**GIVEN REQUEST A**
In the worked solution to the equation log base 7 of y equals −2, what value of y is given?
**GIVEN REQUEST B**
Continue the worked solution for log base 7 of y equals −2, starting after its last line.

## START QUOTED PASSAGE

Determine the value of the unknown. $$\log _{7} y=-2$$

Short Answer

Expert verified
The value of \( y \) is \( \frac{1}{49} \).

Step by step solution

01

Understand the Logarithmic Equation

The equation provided is \( \log_{7} y = -2 \). In any logarithmic equation of the form \( \log_{b} x = c \), \( b \) is the base, \( x \) is the result of the base raised to the power \( c \). Here, \( y \) is the unknown, and it is in the base of 7.
02

Convert to Exponential Form

To find the value of \( y \), convert the logarithmic equation into its equivalent exponential form. This conversion follows the logic that if \( \log_{b} x = c \), then \( x = b^{c} \). Therefore, \( y = 7^{-2} \).

## END QUOTED PASSAGE
## START DATASET ROWS

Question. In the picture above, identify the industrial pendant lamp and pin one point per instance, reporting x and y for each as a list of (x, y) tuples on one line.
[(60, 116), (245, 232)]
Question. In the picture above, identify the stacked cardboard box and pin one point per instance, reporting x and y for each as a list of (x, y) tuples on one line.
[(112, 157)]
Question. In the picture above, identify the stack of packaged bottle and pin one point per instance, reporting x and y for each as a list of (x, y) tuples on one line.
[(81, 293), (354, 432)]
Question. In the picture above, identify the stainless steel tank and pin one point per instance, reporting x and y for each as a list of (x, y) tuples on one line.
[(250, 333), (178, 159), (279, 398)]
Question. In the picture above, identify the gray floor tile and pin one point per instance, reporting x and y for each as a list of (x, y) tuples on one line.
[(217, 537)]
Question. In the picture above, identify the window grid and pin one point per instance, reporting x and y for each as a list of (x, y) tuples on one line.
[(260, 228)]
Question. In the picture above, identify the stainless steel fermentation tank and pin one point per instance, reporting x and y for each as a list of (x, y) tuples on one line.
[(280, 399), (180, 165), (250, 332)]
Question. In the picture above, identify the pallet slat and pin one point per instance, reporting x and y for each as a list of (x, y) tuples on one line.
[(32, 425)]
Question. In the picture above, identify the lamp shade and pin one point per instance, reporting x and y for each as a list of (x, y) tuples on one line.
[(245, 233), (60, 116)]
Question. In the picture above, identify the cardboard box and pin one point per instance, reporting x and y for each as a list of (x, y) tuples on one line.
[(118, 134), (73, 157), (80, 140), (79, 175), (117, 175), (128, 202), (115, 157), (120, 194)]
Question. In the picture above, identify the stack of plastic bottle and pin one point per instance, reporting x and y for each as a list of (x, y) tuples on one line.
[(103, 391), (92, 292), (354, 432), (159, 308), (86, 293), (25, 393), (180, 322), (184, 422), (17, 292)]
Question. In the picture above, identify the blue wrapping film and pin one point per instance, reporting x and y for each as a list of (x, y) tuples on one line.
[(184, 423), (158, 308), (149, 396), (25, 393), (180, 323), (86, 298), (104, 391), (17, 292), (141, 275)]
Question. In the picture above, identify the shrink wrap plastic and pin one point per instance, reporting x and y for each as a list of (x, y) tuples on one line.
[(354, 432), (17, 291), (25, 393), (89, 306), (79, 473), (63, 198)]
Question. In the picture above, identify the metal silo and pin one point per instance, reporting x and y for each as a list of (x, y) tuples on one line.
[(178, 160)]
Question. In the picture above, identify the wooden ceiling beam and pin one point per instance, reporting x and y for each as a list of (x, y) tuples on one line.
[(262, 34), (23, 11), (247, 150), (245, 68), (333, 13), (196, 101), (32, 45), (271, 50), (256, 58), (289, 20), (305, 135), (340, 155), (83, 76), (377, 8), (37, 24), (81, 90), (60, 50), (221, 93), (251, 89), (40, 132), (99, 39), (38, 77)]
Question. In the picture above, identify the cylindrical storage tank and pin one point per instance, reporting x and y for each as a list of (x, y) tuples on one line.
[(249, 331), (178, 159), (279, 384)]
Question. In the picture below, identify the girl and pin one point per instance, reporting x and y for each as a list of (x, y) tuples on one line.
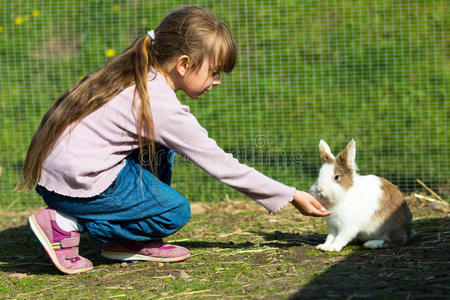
[(102, 155)]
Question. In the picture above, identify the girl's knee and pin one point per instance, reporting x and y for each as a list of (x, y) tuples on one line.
[(182, 213)]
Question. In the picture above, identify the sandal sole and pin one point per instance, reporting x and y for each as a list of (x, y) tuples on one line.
[(123, 256), (49, 249)]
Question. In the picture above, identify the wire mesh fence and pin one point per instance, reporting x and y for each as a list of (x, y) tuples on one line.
[(376, 71)]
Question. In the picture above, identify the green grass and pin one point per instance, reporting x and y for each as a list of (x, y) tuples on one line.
[(374, 70), (238, 251)]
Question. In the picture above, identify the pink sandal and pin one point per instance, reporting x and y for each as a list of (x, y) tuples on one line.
[(61, 246), (155, 251)]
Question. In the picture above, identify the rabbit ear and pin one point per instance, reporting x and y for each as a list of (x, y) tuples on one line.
[(325, 152), (347, 157)]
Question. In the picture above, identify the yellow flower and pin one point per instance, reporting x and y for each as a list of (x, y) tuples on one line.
[(18, 20), (110, 53)]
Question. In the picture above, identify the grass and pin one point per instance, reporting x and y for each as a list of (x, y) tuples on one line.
[(374, 70), (239, 251)]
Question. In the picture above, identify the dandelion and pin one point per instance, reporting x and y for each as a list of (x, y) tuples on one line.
[(110, 53), (18, 20)]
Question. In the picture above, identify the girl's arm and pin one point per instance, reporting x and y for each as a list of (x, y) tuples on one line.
[(308, 205)]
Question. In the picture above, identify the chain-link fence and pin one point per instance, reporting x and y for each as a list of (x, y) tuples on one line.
[(377, 71)]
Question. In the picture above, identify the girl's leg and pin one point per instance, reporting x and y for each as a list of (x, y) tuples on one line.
[(136, 207)]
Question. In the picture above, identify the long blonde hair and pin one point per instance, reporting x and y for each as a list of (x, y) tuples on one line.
[(189, 30)]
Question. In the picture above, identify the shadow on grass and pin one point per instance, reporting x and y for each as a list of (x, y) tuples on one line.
[(418, 270), (21, 252)]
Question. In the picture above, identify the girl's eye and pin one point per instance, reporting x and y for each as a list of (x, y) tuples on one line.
[(216, 75)]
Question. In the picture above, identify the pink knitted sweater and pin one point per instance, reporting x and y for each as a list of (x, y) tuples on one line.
[(86, 160)]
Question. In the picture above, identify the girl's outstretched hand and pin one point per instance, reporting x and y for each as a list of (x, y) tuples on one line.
[(308, 205)]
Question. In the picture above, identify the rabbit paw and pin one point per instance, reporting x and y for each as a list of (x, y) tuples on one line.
[(375, 244), (322, 247), (329, 248)]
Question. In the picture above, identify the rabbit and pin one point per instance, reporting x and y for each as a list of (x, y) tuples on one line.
[(367, 208)]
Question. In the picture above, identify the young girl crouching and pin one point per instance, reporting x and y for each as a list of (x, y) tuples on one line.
[(102, 156)]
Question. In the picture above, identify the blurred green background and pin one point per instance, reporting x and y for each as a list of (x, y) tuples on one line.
[(377, 71)]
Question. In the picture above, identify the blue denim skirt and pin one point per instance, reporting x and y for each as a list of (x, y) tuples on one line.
[(137, 206)]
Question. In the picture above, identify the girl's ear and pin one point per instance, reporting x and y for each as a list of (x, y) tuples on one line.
[(325, 152), (182, 65)]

## END DATASET ROWS

**EXERCISE RESULT A**
y = 1/49

**EXERCISE RESULT B**
03

Calculate the Exponential Value

Now, calculate \( 7^{-2} \). A negative exponent indicates a reciprocal, so \( 7^{-2} = \frac{1}{7^{2}} \). Calculate \( 7^2 \), which is \( 49 \), thus \( 7^{-2} = \frac{1}{49} \).
04

Confirm the Solution by Substitution

To verify the solution, substitute \( y = \frac{1}{49} \) back into the original equation: \( \log_{7} \left( \frac{1}{49} \right) \). Since \( 49 = 7^2 \), \( \frac{1}{49} = 7^{-2} \), which is equivalent to \( -2 \). The original equation \( \log_{7} y = -2 \) is satisfied.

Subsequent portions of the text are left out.